··· Records

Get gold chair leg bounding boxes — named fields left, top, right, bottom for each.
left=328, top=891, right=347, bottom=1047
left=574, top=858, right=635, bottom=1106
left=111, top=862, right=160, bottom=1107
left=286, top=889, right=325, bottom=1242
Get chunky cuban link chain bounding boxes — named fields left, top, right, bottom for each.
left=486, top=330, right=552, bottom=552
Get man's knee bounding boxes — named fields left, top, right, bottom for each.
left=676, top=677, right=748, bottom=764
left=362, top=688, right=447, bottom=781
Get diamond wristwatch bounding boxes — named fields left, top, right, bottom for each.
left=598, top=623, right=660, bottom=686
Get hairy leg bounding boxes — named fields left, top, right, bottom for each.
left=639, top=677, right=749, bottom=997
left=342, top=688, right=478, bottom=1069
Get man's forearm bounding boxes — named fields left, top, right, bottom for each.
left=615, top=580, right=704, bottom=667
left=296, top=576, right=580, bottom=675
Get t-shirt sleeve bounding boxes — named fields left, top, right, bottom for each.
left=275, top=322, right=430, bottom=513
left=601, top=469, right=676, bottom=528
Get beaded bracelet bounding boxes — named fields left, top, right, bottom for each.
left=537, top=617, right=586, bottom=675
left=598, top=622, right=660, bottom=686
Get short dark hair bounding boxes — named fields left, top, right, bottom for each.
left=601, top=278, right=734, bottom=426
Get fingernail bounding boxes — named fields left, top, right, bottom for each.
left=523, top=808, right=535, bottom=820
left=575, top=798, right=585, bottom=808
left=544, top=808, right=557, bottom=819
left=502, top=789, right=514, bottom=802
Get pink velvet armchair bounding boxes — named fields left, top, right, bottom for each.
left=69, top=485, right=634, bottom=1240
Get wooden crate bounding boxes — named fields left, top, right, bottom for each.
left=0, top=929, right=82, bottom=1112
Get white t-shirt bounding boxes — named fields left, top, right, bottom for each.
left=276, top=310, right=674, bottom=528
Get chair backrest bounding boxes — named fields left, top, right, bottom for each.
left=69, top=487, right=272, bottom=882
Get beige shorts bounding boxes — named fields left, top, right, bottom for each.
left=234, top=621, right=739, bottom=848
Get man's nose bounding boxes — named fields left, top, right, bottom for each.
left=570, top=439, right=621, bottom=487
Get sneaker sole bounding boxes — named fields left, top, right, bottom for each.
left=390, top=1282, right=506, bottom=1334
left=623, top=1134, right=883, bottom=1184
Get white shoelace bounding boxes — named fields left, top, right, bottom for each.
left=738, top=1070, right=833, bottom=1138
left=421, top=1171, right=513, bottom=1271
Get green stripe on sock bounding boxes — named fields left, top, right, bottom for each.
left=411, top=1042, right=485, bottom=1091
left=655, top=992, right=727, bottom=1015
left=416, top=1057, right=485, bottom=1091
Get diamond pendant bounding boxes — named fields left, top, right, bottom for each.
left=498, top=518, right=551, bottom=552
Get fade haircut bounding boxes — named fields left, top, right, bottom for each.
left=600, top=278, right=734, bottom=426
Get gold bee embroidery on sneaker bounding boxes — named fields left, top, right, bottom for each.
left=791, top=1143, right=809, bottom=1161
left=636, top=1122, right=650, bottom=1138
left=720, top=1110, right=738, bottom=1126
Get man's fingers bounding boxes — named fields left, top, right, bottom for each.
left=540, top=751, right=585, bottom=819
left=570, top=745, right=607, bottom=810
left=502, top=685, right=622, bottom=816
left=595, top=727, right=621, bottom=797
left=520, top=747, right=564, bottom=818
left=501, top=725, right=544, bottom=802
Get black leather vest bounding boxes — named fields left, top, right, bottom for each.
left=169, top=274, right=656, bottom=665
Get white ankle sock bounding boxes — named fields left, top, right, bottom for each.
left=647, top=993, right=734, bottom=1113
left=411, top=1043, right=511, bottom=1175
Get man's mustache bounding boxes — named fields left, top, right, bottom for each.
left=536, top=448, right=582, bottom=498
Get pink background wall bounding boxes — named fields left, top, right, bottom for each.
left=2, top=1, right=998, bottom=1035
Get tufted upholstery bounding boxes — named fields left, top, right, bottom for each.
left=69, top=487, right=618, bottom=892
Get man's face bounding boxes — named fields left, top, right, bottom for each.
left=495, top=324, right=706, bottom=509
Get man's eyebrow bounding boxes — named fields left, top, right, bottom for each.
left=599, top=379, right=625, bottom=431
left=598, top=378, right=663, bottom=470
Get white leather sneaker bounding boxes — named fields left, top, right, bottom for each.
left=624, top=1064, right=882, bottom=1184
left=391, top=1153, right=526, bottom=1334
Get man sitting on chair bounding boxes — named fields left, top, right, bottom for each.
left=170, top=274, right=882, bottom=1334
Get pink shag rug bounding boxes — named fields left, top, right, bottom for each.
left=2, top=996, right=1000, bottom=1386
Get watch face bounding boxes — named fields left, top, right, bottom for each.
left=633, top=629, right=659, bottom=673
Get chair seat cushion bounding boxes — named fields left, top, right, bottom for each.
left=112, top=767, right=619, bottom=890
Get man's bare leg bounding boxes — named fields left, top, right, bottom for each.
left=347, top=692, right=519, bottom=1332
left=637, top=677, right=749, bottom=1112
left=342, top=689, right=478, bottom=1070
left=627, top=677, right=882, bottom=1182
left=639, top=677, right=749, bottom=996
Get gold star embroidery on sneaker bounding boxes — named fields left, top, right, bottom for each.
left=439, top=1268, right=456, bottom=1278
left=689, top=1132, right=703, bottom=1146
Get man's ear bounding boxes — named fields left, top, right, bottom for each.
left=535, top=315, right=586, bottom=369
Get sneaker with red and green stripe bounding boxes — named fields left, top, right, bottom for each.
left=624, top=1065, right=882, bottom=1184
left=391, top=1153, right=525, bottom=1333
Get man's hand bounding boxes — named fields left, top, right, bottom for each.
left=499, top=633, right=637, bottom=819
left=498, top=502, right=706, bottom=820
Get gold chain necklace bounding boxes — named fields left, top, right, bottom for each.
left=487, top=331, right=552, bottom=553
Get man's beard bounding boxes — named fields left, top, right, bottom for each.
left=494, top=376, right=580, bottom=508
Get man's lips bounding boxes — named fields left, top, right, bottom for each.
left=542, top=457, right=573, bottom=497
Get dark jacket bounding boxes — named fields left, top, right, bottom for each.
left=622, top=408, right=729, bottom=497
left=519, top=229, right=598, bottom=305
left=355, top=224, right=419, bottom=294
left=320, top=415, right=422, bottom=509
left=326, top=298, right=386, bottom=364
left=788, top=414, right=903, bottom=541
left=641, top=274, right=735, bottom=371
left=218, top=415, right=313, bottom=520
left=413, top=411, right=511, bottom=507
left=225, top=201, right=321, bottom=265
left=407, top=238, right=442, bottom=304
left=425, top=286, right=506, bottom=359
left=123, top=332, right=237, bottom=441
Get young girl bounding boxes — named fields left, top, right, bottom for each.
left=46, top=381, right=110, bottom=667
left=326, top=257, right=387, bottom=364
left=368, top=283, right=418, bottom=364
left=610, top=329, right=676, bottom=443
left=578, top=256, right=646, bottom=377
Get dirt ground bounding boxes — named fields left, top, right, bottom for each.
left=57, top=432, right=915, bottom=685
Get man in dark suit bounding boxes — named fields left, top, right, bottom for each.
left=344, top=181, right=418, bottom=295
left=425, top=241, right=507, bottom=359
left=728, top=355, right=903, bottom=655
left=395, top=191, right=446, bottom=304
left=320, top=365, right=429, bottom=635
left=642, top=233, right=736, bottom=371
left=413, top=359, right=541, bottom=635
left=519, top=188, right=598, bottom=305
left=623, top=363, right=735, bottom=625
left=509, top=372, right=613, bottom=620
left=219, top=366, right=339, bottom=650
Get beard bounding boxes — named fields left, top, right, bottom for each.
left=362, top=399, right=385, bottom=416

······

• Action item
All records must be repeated exactly, with none skipped.

• Solution
Get gold chair leg bounding boxes — named fields left, top, right, bottom for each.
left=328, top=891, right=347, bottom=1047
left=574, top=858, right=635, bottom=1106
left=111, top=862, right=160, bottom=1107
left=286, top=889, right=325, bottom=1242
Get chunky cuban link chain bounding boxes — named fields left, top, right, bottom for each.
left=486, top=330, right=552, bottom=552
Get man's knee bounding boxes — named fields left, top, right, bottom for each.
left=676, top=677, right=748, bottom=764
left=362, top=688, right=447, bottom=781
Get diamond wristwatch bounding boxes — named fields left, top, right, bottom for each.
left=598, top=623, right=660, bottom=686
Get hairy leg bounding boxes — named fields left, top, right, bottom for each.
left=639, top=677, right=749, bottom=997
left=342, top=688, right=478, bottom=1069
Get man's forearm bounding boxes — named fields left, top, right, bottom for each.
left=615, top=580, right=704, bottom=667
left=296, top=576, right=580, bottom=675
Get t-shirt sleeve bounding boxes — named fields left, top, right, bottom for each.
left=275, top=322, right=430, bottom=513
left=601, top=469, right=676, bottom=528
Get beaded bracelet bounding boxes — named fields left, top, right, bottom for each.
left=537, top=617, right=586, bottom=675
left=598, top=622, right=660, bottom=686
Get short dark hair bounding boxes — named fields left, top, right, bottom for each.
left=601, top=278, right=734, bottom=426
Get fingernail bounding boxes — named fields left, top, right, bottom for each.
left=523, top=808, right=535, bottom=820
left=575, top=798, right=585, bottom=808
left=544, top=808, right=557, bottom=819
left=502, top=789, right=514, bottom=802
Get pink velvet armchair bounding boxes — named fields left, top, right, bottom for each.
left=69, top=485, right=634, bottom=1240
Get wooden crate bounding boxes — named fields left, top, right, bottom for each.
left=0, top=929, right=82, bottom=1112
Get white t-shirt bounding boxes — named fields left, top, right, bottom for each.
left=276, top=310, right=674, bottom=528
Get chair backrest bounding boxes — named fields left, top, right, bottom for each.
left=69, top=487, right=272, bottom=882
Get beige shorts bounding boxes — named fields left, top, right, bottom for each.
left=234, top=621, right=739, bottom=848
Get man's nose bounding boxes — named fields left, top, right, bottom for each.
left=570, top=439, right=621, bottom=487
Get sneaker sole bounding boxes — named fields left, top, right, bottom for each.
left=390, top=1282, right=506, bottom=1334
left=623, top=1134, right=883, bottom=1184
Get white shoelace bounding boxes — named fields left, top, right, bottom for each.
left=738, top=1070, right=833, bottom=1138
left=421, top=1171, right=513, bottom=1271
Get green stripe on sock bounding boxes — named fields left, top, right, bottom for each.
left=411, top=1042, right=485, bottom=1091
left=655, top=992, right=727, bottom=1015
left=416, top=1057, right=485, bottom=1091
Get diamond pendant bounding boxes — named fields left, top, right, bottom for each.
left=498, top=518, right=551, bottom=552
Get fade haircut bounding boxes — named fields left, top, right, bottom for each.
left=600, top=278, right=734, bottom=426
Get gold bee embroidery on sneaker bounding boxes — named fields left, top, right, bottom for each.
left=791, top=1143, right=809, bottom=1161
left=636, top=1122, right=650, bottom=1138
left=720, top=1110, right=738, bottom=1126
Get man's fingers bounding boxes — named fields left, top, right, bottom for each.
left=540, top=751, right=585, bottom=819
left=570, top=745, right=607, bottom=810
left=502, top=685, right=622, bottom=816
left=595, top=727, right=621, bottom=797
left=520, top=747, right=564, bottom=818
left=501, top=725, right=544, bottom=802
Get black leather vest bounding boxes — named fields left, top, right, bottom for each.
left=169, top=274, right=656, bottom=665
Get white ankle sock bounding boxes — named fields left, top, right, bottom for each.
left=647, top=993, right=734, bottom=1113
left=411, top=1043, right=511, bottom=1175
Get man's mustache bounding boxes — named fields left, top, right, bottom for each.
left=536, top=448, right=582, bottom=498
Get pink background wall bounding boxes — named fields left, top, right, bottom for each.
left=2, top=1, right=998, bottom=1035
Get tufted upholstery bounding boxes — named fields left, top, right, bottom for each.
left=69, top=487, right=618, bottom=892
Get man's face bounding boxes — named fields left, top, right, bottom for each.
left=495, top=324, right=706, bottom=509
Get man's eyebrow bounding boxes — named fields left, top, right, bottom for each.
left=599, top=379, right=625, bottom=431
left=598, top=378, right=663, bottom=470
Get white leather sneaker bounding boxes — named fields left, top, right, bottom for each.
left=624, top=1064, right=882, bottom=1184
left=391, top=1153, right=526, bottom=1334
Get man sitting on chair bounding boxes — named fields left, top, right, bottom for each.
left=170, top=274, right=882, bottom=1334
Get pink shag rug bounding boxes — named fields left, top, right, bottom for each.
left=2, top=996, right=1000, bottom=1386
Get watch face bounding boxes — named fields left, top, right, bottom for each.
left=633, top=629, right=659, bottom=673
Get chair seat cushion bounding boxes — named fields left, top, right, bottom for each.
left=112, top=767, right=619, bottom=890
Get man's bare leg bounding boxes — named fields left, top, right, bottom for each.
left=347, top=692, right=519, bottom=1332
left=637, top=677, right=749, bottom=1112
left=342, top=689, right=478, bottom=1070
left=627, top=677, right=882, bottom=1182
left=639, top=677, right=749, bottom=996
Get gold star embroidery on sneaker bounding boxes — named fields left, top, right, bottom for each.
left=439, top=1268, right=456, bottom=1278
left=689, top=1132, right=703, bottom=1146
Get man's ear bounding boxes — named fields left, top, right, bottom for each.
left=535, top=315, right=586, bottom=369
Get sneaker with red and green stripe bounding boxes — named fields left, top, right, bottom for each.
left=624, top=1065, right=882, bottom=1184
left=391, top=1153, right=525, bottom=1333
Get man's hand bounding boxes — named fields left, top, right, bottom for each.
left=499, top=633, right=637, bottom=819
left=498, top=502, right=706, bottom=820
Get gold chain necklace bounding boxes — named fields left, top, right, bottom for each.
left=487, top=331, right=552, bottom=553
Get man's beard bounding boxes — named fields left, top, right, bottom for each.
left=494, top=376, right=580, bottom=508
Get man's lips bounding boxes — named fields left, top, right, bottom for each.
left=542, top=457, right=573, bottom=497
Get dark jacket bounding boxes — named fields left, top, right, bottom for each.
left=622, top=408, right=729, bottom=497
left=519, top=229, right=598, bottom=305
left=355, top=224, right=419, bottom=294
left=320, top=415, right=422, bottom=509
left=326, top=298, right=386, bottom=364
left=788, top=414, right=903, bottom=541
left=641, top=274, right=735, bottom=371
left=218, top=415, right=313, bottom=520
left=413, top=411, right=511, bottom=507
left=225, top=201, right=321, bottom=265
left=407, top=238, right=442, bottom=304
left=425, top=286, right=506, bottom=359
left=123, top=332, right=237, bottom=441
Get young girl bounding boxes — named fields left, top, right, bottom for each.
left=46, top=381, right=110, bottom=667
left=326, top=257, right=387, bottom=364
left=368, top=283, right=418, bottom=364
left=610, top=329, right=676, bottom=443
left=578, top=256, right=646, bottom=377
Get dirt ground bounding boxes — named fields left, top, right, bottom for each.
left=57, top=432, right=915, bottom=685
Get man in dark suit bounding boxes — named fields left, top, right, bottom for each.
left=344, top=181, right=418, bottom=295
left=425, top=241, right=507, bottom=359
left=728, top=355, right=903, bottom=655
left=395, top=191, right=446, bottom=304
left=320, top=365, right=429, bottom=635
left=642, top=233, right=736, bottom=371
left=413, top=359, right=541, bottom=635
left=519, top=188, right=598, bottom=305
left=623, top=363, right=735, bottom=625
left=509, top=372, right=613, bottom=620
left=219, top=366, right=339, bottom=650
Get beard bounding boxes — named fields left, top, right, bottom for each.
left=362, top=399, right=385, bottom=416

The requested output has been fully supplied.